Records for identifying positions

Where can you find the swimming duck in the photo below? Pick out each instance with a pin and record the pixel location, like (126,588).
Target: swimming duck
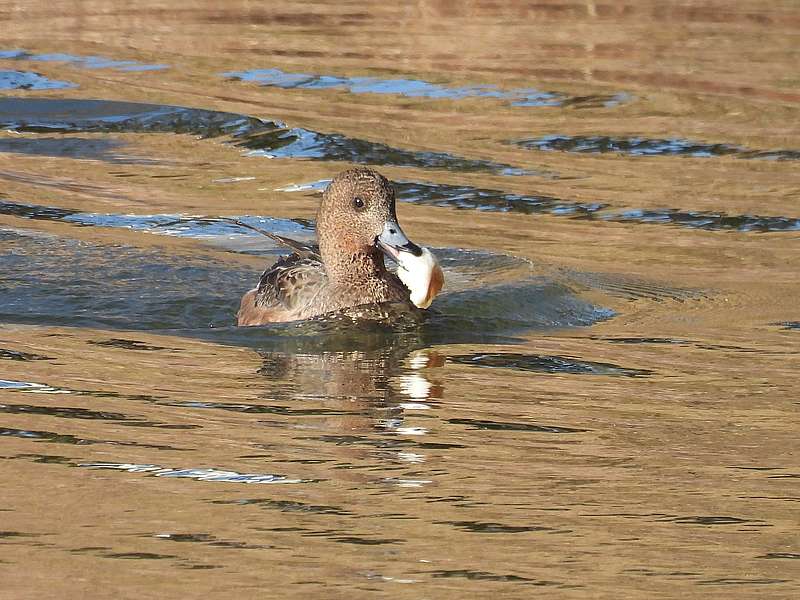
(356,225)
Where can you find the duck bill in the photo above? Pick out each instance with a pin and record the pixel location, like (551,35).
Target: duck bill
(393,241)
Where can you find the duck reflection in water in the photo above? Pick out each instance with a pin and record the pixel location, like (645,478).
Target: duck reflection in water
(355,392)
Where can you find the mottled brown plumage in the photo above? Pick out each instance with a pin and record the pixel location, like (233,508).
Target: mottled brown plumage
(348,270)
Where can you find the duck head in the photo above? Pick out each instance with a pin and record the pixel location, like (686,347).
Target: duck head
(357,218)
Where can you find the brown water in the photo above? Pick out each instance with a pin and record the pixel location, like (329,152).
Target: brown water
(604,401)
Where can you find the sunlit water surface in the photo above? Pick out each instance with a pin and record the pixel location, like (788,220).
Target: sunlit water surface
(601,404)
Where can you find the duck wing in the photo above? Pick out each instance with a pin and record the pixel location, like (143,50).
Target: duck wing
(291,284)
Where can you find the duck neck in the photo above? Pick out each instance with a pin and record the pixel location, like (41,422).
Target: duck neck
(354,268)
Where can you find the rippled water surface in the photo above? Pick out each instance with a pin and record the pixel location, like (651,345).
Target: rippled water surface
(601,404)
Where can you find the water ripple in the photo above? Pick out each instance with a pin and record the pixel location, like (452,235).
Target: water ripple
(214,475)
(270,139)
(28,80)
(635,146)
(415,88)
(86,62)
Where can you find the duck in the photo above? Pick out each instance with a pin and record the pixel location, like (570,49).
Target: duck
(356,227)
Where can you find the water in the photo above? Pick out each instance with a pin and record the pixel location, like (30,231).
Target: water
(602,403)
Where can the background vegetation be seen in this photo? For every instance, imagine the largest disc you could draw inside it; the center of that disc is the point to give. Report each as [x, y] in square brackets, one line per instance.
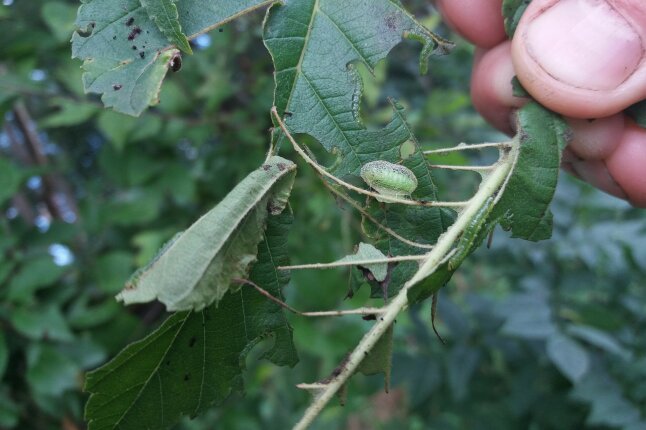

**Required task**
Copy out every row above word for word, leaving out the pictures.

**Answer to this task**
Where can you find the swimming duck in the photo below? Pick out each instance with a pin and record the pixel location, like (126,588).
Target: swimming duck
(356,225)
Where can you find the duck bill in the photo above? Pick out each instance with a pin and record the pixel location, like (551,35).
Target: duck bill
(393,241)
Where can you find the duck reflection in water in the photo above? Pick out each instance with a pin and record the pixel location, like (645,478).
Target: duck reflection in water
(355,392)
Where can you find the mottled brown plumage in the photo above? Pick out each instance with a pin and record the pixel location, like (233,508).
Target: mottled brown plumage
(348,270)
Where can you find the duck head in the photo above? Pick out each instance with a pin and record the pixel location, like (686,347).
Target: duck head
(357,218)
Where can you find the brown water in the photo above? Pick out each instance with a pin and record the pixel location, like (329,152).
Target: brown water
(604,401)
Where can you find the sunlit water surface in the photo above? Pick out each instance with a pin and record the pixel location, like (788,220).
Target: sunlit water surface
(601,404)
Where can you find the duck wing in the photo above? Pick out each instance with a pin and record the pixel location, like (143,50).
Target: duck wing
(291,284)
Where can you find the duck neck in the photo above? Pick out each instance with a pin and record the pixel location, like (41,422).
Target: duck neck
(354,268)
Where can you find the rippled water surface in the photo above? Pick out each instance with a pin and record the pixel location, like (651,345).
Target: rippled water surface
(601,404)
Where can you find the water ripple in the photo above? Pick out each instance with a pin and record the pixel location, like (452,235).
Target: water ripple
(214,475)
(270,139)
(28,80)
(635,146)
(415,88)
(86,62)
Where can you find the duck in the photo above? Pick out each instance with a pin and record the pixel location, like (570,49).
Target: duck
(356,227)
Where can you find the water in the photo above? Pick out each instance with a pin and record the pixel location, like (30,231).
Target: water
(602,403)
Where can the background vegetation be seen in this photo? For every instance, imagine the largest disc you could draw inside it; the center of that disc is the point to give. Report each as [x, y] in square brackets, one line per instance.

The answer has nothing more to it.